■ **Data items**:
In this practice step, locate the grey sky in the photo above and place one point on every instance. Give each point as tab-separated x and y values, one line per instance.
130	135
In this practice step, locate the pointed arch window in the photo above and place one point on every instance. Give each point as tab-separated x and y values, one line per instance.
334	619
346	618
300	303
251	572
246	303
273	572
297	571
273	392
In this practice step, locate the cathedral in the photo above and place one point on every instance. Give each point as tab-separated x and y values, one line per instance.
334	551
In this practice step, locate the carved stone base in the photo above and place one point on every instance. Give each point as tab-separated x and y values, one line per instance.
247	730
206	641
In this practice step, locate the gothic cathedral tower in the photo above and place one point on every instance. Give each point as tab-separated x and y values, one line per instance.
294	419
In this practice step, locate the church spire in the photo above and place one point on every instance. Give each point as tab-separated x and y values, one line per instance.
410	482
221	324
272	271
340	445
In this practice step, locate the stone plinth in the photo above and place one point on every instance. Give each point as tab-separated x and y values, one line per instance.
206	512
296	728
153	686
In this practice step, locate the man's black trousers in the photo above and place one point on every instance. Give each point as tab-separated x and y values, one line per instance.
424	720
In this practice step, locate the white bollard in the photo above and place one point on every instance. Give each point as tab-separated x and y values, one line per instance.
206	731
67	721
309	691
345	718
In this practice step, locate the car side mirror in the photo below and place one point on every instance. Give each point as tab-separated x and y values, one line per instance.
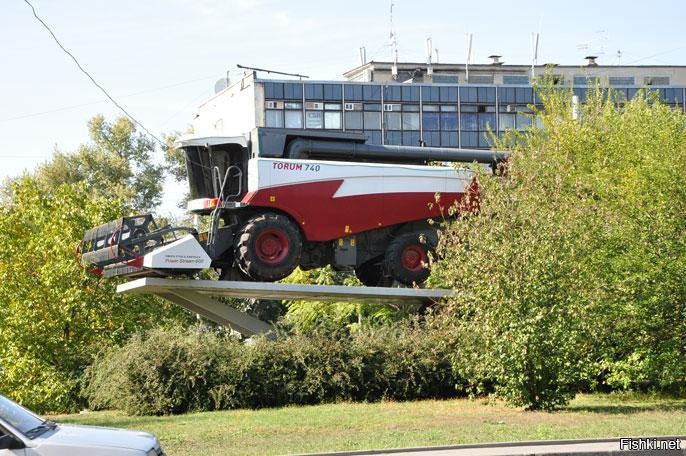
9	442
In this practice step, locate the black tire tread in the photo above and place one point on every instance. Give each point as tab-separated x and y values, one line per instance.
250	264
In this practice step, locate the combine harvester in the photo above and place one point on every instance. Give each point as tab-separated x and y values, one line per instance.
278	199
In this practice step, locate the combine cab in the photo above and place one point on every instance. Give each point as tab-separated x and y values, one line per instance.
287	198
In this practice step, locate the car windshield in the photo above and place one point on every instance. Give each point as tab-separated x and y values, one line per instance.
17	416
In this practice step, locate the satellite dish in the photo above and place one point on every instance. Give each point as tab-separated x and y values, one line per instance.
220	85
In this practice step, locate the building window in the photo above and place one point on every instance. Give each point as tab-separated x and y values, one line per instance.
586	80
621	80
449	139
410	94
506	122
353	120
392	93
292	91
410	121
448	94
273	90
353	92
486	121
431	94
468	94
314	91
314	119
445	78
480	79
371	93
332	92
372	120
515	79
449	121
393	121
332	120
294	119
468	122
656	80
430	121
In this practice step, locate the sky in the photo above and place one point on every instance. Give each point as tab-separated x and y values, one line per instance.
161	58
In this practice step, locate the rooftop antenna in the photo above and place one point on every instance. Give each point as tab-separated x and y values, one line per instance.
534	53
469	56
394	45
222	83
534	47
301	76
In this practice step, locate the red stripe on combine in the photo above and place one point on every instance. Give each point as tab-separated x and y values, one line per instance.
323	217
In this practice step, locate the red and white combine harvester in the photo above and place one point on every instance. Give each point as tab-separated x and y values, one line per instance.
280	199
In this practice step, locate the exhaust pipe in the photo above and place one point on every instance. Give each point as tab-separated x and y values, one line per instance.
308	148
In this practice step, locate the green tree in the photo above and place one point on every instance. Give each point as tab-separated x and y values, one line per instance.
55	316
572	272
116	163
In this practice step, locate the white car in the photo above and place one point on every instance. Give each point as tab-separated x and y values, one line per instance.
22	433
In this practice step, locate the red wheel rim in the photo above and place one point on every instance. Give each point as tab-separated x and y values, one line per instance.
413	258
271	246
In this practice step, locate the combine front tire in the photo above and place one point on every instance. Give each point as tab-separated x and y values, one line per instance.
407	258
268	247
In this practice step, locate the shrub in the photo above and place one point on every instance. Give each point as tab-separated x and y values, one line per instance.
572	272
174	371
164	371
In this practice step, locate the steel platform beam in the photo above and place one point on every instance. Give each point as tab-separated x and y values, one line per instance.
198	296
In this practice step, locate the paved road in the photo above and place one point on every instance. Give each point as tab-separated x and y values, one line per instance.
601	447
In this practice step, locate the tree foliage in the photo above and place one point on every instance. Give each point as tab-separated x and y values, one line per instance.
116	163
312	315
55	316
572	273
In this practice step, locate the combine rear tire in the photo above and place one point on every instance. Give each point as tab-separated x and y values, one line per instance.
268	247
407	258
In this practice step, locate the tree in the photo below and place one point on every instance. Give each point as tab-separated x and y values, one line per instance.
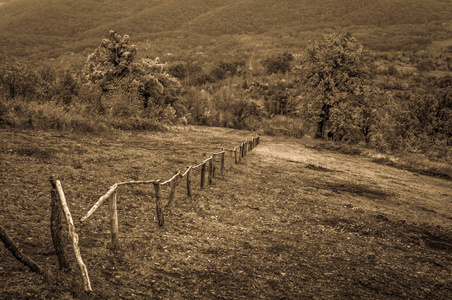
111	61
335	75
113	68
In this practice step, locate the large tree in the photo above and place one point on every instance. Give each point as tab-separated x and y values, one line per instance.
113	68
111	61
335	75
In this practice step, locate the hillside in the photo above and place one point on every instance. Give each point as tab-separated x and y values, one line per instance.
291	221
54	28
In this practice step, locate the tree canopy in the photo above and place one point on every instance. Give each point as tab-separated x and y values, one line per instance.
335	74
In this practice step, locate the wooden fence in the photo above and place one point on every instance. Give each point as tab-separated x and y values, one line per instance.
59	205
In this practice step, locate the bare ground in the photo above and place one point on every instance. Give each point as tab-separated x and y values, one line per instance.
289	222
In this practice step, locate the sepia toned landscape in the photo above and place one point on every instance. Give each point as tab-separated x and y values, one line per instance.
233	149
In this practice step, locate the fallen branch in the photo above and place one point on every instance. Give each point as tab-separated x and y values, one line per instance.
74	237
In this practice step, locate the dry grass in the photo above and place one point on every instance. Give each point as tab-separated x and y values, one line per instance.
289	222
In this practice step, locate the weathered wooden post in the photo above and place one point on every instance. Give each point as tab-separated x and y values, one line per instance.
114	221
211	171
189	191
158	203
203	174
214	168
222	163
56	228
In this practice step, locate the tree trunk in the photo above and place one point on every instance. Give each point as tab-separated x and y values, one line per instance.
324	116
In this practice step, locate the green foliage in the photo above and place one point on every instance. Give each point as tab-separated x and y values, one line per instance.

■ **TASK STATEMENT**: Exclude every picture and copy the remaining data exactly.

■ **RESULT BELOW**:
In this practice step, locate the grey sky in the photo above and place one point on every instance. Give each point as tab-separated x and y values, one line per instance.
130	135
In this practice step, locate the pointed arch window in the photo above and place one point on every instance. Give each point as tab-separated x and y values, one line per instance.
334	619
346	618
300	303
251	572
246	303
273	572
297	571
273	392
In this practice step, locate the cathedral in the photo above and place one point on every instance. Give each point as tab-separated x and y values, one line per instance.
334	551
In this practice step, locate the carved stone base in the photo above and place one point on every instance. Give each point as tab-separated x and y values, one line per instance.
247	730
206	641
In this practice step, locate the gothic cathedral tower in the photo above and place one point on every instance. Give each point as tab-separated x and y values, one line per instance.
294	419
In this practice step, locate the church spire in the photo above and place one point on every instance. Give each point as tab-separated x and y values, one line per instance.
410	482
221	324
272	271
340	445
In this practice step, locate the stone plinth in the photo above and place one point on every instance. Give each point as tab-separated x and y values, one line per instance.
206	512
296	728
153	686
In this practice step, locate the man's black trousers in the photo above and place one point on every instance. Give each point as tab-separated x and y values, one line per instance.
424	720
In this practice step, locate the white bollard in the photo above and place one point on every instance. Give each point as tab-separated x and y values, one line per instance.
206	731
67	721
309	691
345	718
In this practice step, locate the car side mirror in the photo below and place one point on every instance. Give each point as tab-separated x and y values, one line per instance.
9	442
In this practice step, locate the black tire tread in the photo above and place one point on every instance. Give each point as tab-separated x and y values, one line per instance.
250	264
In this practice step, locate the combine harvester in the photo above and place one point on every instance. Give each point as tab-separated x and y values, one line per instance.
278	199
In this practice step, locate the combine cab in the photo above and place one point on every instance. Give each point as tab-separated x and y values, one line per instance.
287	198
In this practice step, locate the car windshield in the photo above and place one point on every instance. Give each point as tab-separated x and y values, one line per instance.
17	416
In this practice step, locate the satellite dish in the photo above and place one point on every instance. Give each point as tab-separated x and y values, one line per instance.
220	85
In this practice step, locate the building window in the photo above and place one point on every instance. Give each point as tab-separated x and y values, one line per instance.
586	80
621	80
449	139
410	94
506	122
353	120
392	93
292	91
410	121
448	94
273	90
353	92
486	121
431	94
468	94
314	91
314	119
445	78
480	79
371	93
332	92
372	120
515	79
449	121
393	121
332	120
294	119
468	122
656	80
430	121
In this practice step, locate the sky in the photo above and place one point on every instance. Give each point as tab-separated x and y values, one line per instance.
161	58
In this practice step, locate the rooftop antenna in the photo above and place one point on every instance. Give each point as tab-separated x and y values, one line per instance.
534	53
469	56
394	45
222	83
534	47
301	76
In this practice step, locate the red stripe on combine in the photo above and place one point on every instance. Give each point as tab-separated x and y values, one line per instance.
323	217
In this practice step, locate the red and white combine harvester in the photo above and place one point on every instance. Give each point as tab-separated x and y values, one line per instance.
280	199
In this practice step, locate the exhaust pipe in the photo above and place one point on every instance. Give each point as tab-separated x and y values, one line per instance.
308	148
In this practice step, locate the green tree in the photo above and place one point on every instance. Give each point as tab-separated x and y values, one line per instance.
55	316
572	272
116	163
In this practice step, locate the white car in the photo above and place one point on every instance. Give each point as tab-separated x and y values, one line per instance.
22	433
In this practice step, locate the red wheel rim in the photo above and place one point on every instance. Give each point as tab-separated x and y values, one line per instance.
413	258
271	246
In this practice step, locate the combine front tire in the photo above and place one point on every instance. Give each point as tab-separated x and y values, one line per instance.
407	258
268	247
In this practice step, locate the shrub in the photo above and place one point on every instance. Give each point as tab-separated x and y values, one line per instance.
572	272
174	371
164	371
In this practice step, locate the steel platform beam in the photo above and place one point on every instance. Give each point as tab-separated x and y values, one line per instance.
198	296
In this practice step, locate the paved road in the photo above and place one point on every instance. Give each point as tab-separated x and y values, one line per instance.
601	447
In this practice step, locate the tree foliage in the photo above and place one point on every instance. Give each point as tab-separated x and y values, one line per instance.
116	163
312	315
55	316
572	273
In this practice step, locate the combine rear tire in the photo above and place one point on every instance. Give each point as tab-separated x and y values, one line per instance.
268	247
407	258
In this practice step, locate the tree in the photo below and place one point on every instance. Give each point as tab-separated x and y values, one line per instance.
111	61
335	75
113	68
In this practice step, locate the large tree in the photo above and place one point on every instance. Give each point as tab-separated x and y values, one line per instance.
113	68
111	61
335	75
In this practice step, locate the hillside in the photo above and place one point on every instance. Give each point as tab-separated x and y values, one line per instance.
291	221
54	28
In this practice step, locate the tree canopy in the photo above and place one point on every instance. Give each point as tab-separated x and y values, one line per instance.
335	74
In this practice step, locate the wooden fence in the photo above and place one point on every instance. Give each point as tab-separated x and y values, one line per instance.
59	205
In this practice step, locate the bare ground in the photo above and place one point on every instance. Give each point as tab-separated x and y values, one line per instance.
289	222
In this practice step, locate the sepia toned landscape in the photo above and place one point on every instance. Give each point as tab-separated x and y values, one line per instance.
233	149
In this practice step, locate the fallen branch in the photo above and place one point on every instance. Give each point as tab-separated x and y values, one line per instance.
74	237
In this practice step, locate the dry grass in the photo above and place one point on every instance. Give each point as tab-separated x and y values, one line per instance.
289	222
In this practice step, locate the weathered wooden post in the photo above and place one point on every instance. Give each point as tab-separated x and y values, one line per instance.
114	221
211	171
189	191
158	203
203	174
214	168
222	163
56	228
In this practice step, locate the tree trunk in the photo above and place one point on every instance. Give each point as tab-separated x and y values, one line per instance.
324	116
In this practice step, locate the green foliage in the photo above and place one point on every instance. Give each point as tab-separated x and y values, one line per instance.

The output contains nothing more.